* Work required
Restate all of the data exactly.

* Given data

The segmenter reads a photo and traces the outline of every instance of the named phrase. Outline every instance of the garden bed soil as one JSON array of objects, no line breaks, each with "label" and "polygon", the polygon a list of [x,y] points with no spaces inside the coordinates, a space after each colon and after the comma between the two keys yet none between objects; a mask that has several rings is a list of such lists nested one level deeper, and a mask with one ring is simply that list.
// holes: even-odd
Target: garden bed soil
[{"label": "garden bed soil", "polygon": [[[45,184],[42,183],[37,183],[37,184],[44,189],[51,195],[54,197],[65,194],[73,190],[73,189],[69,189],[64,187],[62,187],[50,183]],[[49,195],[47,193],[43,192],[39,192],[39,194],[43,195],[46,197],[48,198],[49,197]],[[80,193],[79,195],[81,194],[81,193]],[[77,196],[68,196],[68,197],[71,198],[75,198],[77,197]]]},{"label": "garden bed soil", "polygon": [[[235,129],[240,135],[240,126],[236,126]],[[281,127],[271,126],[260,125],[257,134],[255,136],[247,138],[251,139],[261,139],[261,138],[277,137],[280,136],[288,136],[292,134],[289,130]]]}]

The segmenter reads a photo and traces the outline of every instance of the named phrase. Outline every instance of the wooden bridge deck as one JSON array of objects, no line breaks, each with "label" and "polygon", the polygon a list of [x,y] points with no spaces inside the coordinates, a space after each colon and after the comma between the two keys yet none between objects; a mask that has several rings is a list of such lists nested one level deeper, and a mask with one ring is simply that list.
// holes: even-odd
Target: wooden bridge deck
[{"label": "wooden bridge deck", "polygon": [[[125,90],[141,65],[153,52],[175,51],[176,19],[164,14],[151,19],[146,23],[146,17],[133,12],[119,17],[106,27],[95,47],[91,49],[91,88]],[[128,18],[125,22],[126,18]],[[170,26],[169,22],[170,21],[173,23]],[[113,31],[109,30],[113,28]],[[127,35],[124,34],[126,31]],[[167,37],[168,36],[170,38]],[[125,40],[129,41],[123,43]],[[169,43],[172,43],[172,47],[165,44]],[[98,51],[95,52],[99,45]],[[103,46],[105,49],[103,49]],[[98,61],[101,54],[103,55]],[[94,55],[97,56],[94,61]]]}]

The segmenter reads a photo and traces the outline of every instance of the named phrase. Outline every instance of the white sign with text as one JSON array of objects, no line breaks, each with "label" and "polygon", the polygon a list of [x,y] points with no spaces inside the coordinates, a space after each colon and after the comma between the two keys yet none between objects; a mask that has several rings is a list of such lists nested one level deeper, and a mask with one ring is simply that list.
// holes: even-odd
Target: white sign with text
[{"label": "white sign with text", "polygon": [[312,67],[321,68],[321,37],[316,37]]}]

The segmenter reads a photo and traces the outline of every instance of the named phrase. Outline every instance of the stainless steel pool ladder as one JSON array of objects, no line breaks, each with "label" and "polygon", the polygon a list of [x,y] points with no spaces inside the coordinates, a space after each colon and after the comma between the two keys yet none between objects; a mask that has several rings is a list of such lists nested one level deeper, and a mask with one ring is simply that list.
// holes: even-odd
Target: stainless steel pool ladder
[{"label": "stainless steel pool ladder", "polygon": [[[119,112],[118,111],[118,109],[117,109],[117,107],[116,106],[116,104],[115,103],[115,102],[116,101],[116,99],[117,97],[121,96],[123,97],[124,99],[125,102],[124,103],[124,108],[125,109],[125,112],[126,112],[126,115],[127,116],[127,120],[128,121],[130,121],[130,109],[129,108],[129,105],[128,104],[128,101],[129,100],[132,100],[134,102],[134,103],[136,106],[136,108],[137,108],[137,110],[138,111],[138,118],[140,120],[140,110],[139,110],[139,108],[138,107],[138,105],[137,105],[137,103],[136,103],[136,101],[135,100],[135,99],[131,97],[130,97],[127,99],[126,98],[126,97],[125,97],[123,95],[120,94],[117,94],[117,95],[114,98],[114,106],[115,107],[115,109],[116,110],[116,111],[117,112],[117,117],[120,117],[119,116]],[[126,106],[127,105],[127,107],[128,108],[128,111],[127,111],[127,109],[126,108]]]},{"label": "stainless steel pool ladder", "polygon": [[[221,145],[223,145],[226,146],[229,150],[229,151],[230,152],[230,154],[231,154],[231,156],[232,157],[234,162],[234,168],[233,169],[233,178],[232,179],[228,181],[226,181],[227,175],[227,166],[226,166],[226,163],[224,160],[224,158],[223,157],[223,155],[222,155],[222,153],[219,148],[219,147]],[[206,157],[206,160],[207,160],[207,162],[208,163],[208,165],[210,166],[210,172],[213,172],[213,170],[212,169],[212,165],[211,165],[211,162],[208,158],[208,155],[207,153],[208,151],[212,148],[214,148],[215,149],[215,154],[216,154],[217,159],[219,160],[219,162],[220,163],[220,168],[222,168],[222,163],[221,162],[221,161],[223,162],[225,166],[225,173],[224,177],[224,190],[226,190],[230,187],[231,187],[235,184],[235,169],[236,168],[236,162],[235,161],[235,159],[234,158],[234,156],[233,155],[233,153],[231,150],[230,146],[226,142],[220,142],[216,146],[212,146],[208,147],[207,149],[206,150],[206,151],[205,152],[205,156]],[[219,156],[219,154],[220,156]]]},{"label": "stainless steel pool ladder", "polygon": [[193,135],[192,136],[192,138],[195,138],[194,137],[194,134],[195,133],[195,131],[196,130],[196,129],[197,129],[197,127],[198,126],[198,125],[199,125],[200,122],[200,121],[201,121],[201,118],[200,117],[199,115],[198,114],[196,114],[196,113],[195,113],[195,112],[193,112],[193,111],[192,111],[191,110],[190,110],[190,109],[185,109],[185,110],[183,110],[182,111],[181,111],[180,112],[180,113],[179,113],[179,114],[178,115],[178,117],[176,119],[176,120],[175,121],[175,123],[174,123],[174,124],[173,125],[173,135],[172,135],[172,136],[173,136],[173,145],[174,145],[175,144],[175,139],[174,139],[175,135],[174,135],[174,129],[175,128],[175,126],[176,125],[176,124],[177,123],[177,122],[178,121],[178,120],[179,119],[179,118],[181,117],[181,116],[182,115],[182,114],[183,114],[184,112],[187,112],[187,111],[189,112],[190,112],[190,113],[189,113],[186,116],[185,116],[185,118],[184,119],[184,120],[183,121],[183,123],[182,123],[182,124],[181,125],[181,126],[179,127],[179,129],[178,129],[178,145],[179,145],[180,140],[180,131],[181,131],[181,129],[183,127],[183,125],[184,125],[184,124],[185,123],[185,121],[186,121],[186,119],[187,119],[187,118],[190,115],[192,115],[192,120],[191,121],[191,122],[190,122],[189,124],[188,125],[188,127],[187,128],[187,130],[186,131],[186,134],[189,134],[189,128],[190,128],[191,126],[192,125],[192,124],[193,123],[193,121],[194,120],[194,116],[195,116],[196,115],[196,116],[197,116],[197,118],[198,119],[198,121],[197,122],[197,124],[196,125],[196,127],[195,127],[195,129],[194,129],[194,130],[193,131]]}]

* Expected answer
The segmenter reads a photo and traces the outline of every instance of the named phrase. Outline every instance of the garden bed soil as one JSON array of objects, no line breaks, each with "label" and "polygon", the polygon a list of [x,y] points with no spaces inside the coordinates, a space after each colon and after the comma between the two keys yet none between objects; a mask that has several rings is a list of such lists nested one level deeper, and a mask with one ring is simply that list.
// holes: even-odd
Target: garden bed soil
[{"label": "garden bed soil", "polygon": [[[45,184],[42,183],[37,183],[37,184],[44,189],[51,195],[54,197],[65,194],[73,190],[73,189],[69,189],[64,187],[62,187],[50,183]],[[49,195],[47,193],[43,192],[39,192],[39,194],[43,195],[46,197],[48,198],[49,197]],[[80,193],[79,195],[81,194],[81,193]],[[77,196],[68,196],[68,197],[71,198],[75,198],[77,197]]]},{"label": "garden bed soil", "polygon": [[[235,129],[240,135],[240,126],[236,126]],[[281,127],[271,126],[260,125],[257,134],[255,136],[247,138],[251,139],[261,139],[261,138],[277,137],[280,136],[288,136],[292,134],[289,130]]]}]

The segmenter reads a photo and traces the outline of every instance of the named phrase. Outline every instance of the wooden bridge deck as one JSON array of objects, no line breaks, each with "label" and "polygon", the polygon a list of [x,y] points with no spaces inside the coordinates, a space after each colon and after the comma between the two keys yet none between objects; a mask that has several rings is a list of such lists nested one level deeper, and a mask with one ring is simply that list.
// holes: even-odd
Target: wooden bridge deck
[{"label": "wooden bridge deck", "polygon": [[[125,90],[141,65],[153,52],[175,51],[176,19],[164,14],[151,19],[146,23],[146,17],[133,12],[119,17],[106,27],[95,47],[91,49],[91,88]],[[128,18],[125,22],[126,18]],[[170,26],[169,22],[170,21],[173,23]],[[113,31],[109,30],[113,28]],[[127,35],[124,34],[126,31]],[[167,37],[168,36],[170,38]],[[125,40],[129,41],[123,43]],[[169,43],[172,43],[172,47],[165,44]],[[98,51],[95,52],[99,45]],[[103,46],[105,49],[103,49]],[[98,61],[101,54],[103,55]],[[94,55],[97,56],[94,61]]]}]

The segmenter reads a photo and traces the outline of every instance of the named phrase. Outline every instance of the white sign with text as one JSON array of objects, no line breaks, each with "label" and "polygon", the polygon a list of [x,y] points with no spaces inside the coordinates, a space after each colon and after the comma between the two keys yet none between objects; a mask that has several rings is a list of such lists nested one level deeper, and a mask with one ring is simply that list.
// holes: even-odd
Target: white sign with text
[{"label": "white sign with text", "polygon": [[312,67],[321,68],[321,37],[316,37]]}]

The segmenter reads a photo and traces the outline of every instance of the named phrase. Outline every instance of the stainless steel pool ladder as one JSON array of objects, no line breaks, each with "label" and "polygon", the polygon a list of [x,y] points with no spaces inside the coordinates, a space after each colon and after the comma between the two keys yet none between objects; a mask that has several rings is a list of such lists nested one level deeper, and a mask with one ring is simply that list.
// holes: even-odd
Target: stainless steel pool ladder
[{"label": "stainless steel pool ladder", "polygon": [[[119,112],[118,111],[118,109],[117,109],[117,107],[116,106],[116,104],[115,103],[115,102],[116,101],[116,99],[117,97],[121,96],[123,97],[124,99],[125,102],[124,103],[124,108],[125,109],[125,112],[126,112],[126,115],[127,116],[127,120],[128,121],[130,121],[130,109],[129,108],[129,105],[128,104],[128,101],[129,100],[132,100],[134,102],[134,103],[136,106],[136,108],[137,108],[137,110],[138,111],[138,118],[140,120],[140,110],[139,110],[139,108],[138,107],[138,105],[137,105],[137,103],[136,103],[136,101],[135,100],[135,99],[131,97],[130,97],[127,99],[126,98],[126,97],[125,97],[123,95],[120,94],[117,94],[117,95],[114,98],[114,106],[115,107],[115,109],[116,110],[116,111],[117,112],[117,117],[120,117],[119,116]],[[126,106],[127,105],[127,107],[128,108],[128,111],[127,111],[127,109],[126,108]]]},{"label": "stainless steel pool ladder", "polygon": [[[221,145],[223,145],[226,146],[229,150],[229,151],[230,152],[230,154],[231,154],[231,156],[232,157],[234,162],[234,168],[233,169],[233,178],[232,179],[228,181],[226,181],[227,175],[227,166],[226,166],[226,163],[224,160],[224,158],[223,157],[223,155],[222,155],[222,153],[219,148],[219,147]],[[206,157],[206,160],[207,160],[207,162],[208,163],[208,165],[210,166],[210,172],[213,172],[213,170],[212,169],[212,165],[211,165],[211,162],[208,158],[208,155],[207,153],[208,151],[212,148],[214,148],[215,149],[215,154],[216,154],[217,159],[219,160],[219,162],[220,163],[220,168],[222,168],[222,163],[221,162],[221,161],[223,162],[225,166],[225,173],[224,177],[224,190],[226,190],[230,187],[231,187],[235,184],[235,169],[236,168],[236,162],[235,161],[235,159],[234,158],[234,156],[233,155],[233,153],[231,150],[230,146],[226,142],[220,142],[216,146],[212,146],[208,147],[207,149],[206,150],[206,151],[205,152],[205,156]],[[219,156],[219,154],[220,156]]]},{"label": "stainless steel pool ladder", "polygon": [[193,135],[192,136],[192,138],[195,138],[194,137],[194,134],[195,133],[195,131],[196,130],[196,129],[197,129],[197,127],[198,126],[198,125],[199,125],[200,122],[200,121],[201,121],[201,118],[200,117],[199,115],[198,114],[196,114],[196,113],[195,113],[195,112],[193,112],[193,111],[192,111],[191,110],[190,110],[190,109],[185,109],[185,110],[183,110],[182,111],[181,111],[180,112],[180,113],[179,113],[179,114],[178,115],[178,117],[176,119],[176,120],[175,121],[175,123],[174,123],[174,124],[173,125],[173,135],[172,135],[172,136],[173,136],[173,145],[174,145],[175,144],[175,139],[174,139],[175,135],[174,135],[174,129],[175,128],[175,126],[176,125],[176,124],[177,123],[177,122],[178,121],[178,120],[179,119],[179,118],[181,117],[181,116],[182,115],[182,114],[183,114],[184,112],[187,112],[187,111],[189,112],[190,112],[190,113],[189,113],[186,116],[185,116],[185,118],[184,119],[184,120],[183,121],[183,123],[182,123],[182,124],[181,125],[181,126],[179,127],[179,129],[178,129],[178,145],[179,145],[180,140],[180,131],[181,131],[181,129],[183,127],[183,125],[184,125],[184,124],[185,123],[185,121],[186,121],[186,119],[187,119],[187,118],[190,115],[192,115],[192,120],[191,121],[191,122],[190,122],[189,124],[188,125],[188,127],[187,128],[187,130],[186,131],[186,134],[189,134],[189,128],[190,128],[191,126],[192,125],[192,124],[193,123],[193,121],[194,120],[194,116],[195,116],[196,115],[196,116],[197,116],[197,118],[198,119],[198,121],[197,122],[197,124],[196,125],[196,127],[195,127],[195,129],[194,129],[194,130],[193,131]]}]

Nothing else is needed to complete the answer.